## Activity
Every line of the records below that has the word "white" should be copied.

## Given data
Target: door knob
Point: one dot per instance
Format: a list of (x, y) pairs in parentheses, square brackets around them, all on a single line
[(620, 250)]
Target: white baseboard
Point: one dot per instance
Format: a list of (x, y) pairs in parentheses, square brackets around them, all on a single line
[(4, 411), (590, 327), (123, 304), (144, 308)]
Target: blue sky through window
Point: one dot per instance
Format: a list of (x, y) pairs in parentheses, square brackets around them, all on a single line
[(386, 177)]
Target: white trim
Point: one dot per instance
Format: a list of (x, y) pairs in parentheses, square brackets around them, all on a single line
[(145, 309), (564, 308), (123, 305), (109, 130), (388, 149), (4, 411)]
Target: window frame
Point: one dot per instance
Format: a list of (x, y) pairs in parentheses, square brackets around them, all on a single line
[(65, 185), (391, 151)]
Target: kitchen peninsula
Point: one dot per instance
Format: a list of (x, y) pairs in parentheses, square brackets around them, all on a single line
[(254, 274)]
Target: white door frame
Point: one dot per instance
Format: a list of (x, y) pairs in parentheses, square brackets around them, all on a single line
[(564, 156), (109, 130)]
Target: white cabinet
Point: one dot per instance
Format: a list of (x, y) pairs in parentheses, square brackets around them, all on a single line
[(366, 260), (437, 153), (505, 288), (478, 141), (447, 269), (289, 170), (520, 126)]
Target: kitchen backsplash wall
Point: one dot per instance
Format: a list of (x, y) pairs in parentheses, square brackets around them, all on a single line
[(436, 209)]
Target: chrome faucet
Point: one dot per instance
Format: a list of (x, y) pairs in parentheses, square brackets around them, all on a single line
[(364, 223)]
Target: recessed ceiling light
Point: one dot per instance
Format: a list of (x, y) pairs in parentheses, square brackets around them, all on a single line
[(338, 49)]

## Finished exercise
Target: white baseboard
Target: white trim
Target: white door frame
Target: white cabinet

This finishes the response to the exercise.